GIVEN TASK: Copy each line of the entries below word for word, omitting the pictures.

MATERIALS PROVIDED:
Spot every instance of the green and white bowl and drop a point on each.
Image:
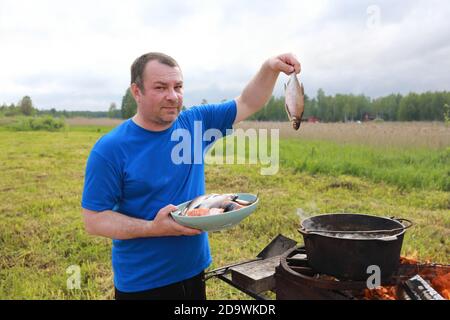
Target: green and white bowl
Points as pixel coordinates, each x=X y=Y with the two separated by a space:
x=220 y=221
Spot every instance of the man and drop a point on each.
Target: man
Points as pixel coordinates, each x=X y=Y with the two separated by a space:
x=132 y=184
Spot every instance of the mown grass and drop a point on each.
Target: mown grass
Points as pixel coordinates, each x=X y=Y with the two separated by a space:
x=42 y=234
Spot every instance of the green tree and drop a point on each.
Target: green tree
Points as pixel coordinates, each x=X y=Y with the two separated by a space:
x=113 y=112
x=26 y=106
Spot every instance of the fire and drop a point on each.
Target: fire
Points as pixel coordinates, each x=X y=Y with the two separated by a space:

ANSWER BELOW:
Spot every instance of the green and white bowl and drop a point on each.
Image:
Target: green and white bowl
Points as pixel coordinates, each x=X y=Y with the two separated by a space:
x=220 y=221
Spot every instance of the man and drop a point on each.
Target: man
Points as pixel coordinates, each x=X y=Y with the two separated by a space:
x=132 y=184
Spot every instance of the mown grass and drop a point on each.
Target: mown grass
Points as pixel coordinates, each x=X y=Y with the two separated by a space:
x=42 y=234
Spot every instance of the green tree and drop a point on each.
Target: green tree
Points as pixel coordinates, each x=X y=Y with the two separated by a space:
x=113 y=112
x=26 y=106
Spot every instance of the fire and drop a point on each.
Target: fire
Points as pixel coordinates, each x=X y=Y with the two separated by a space:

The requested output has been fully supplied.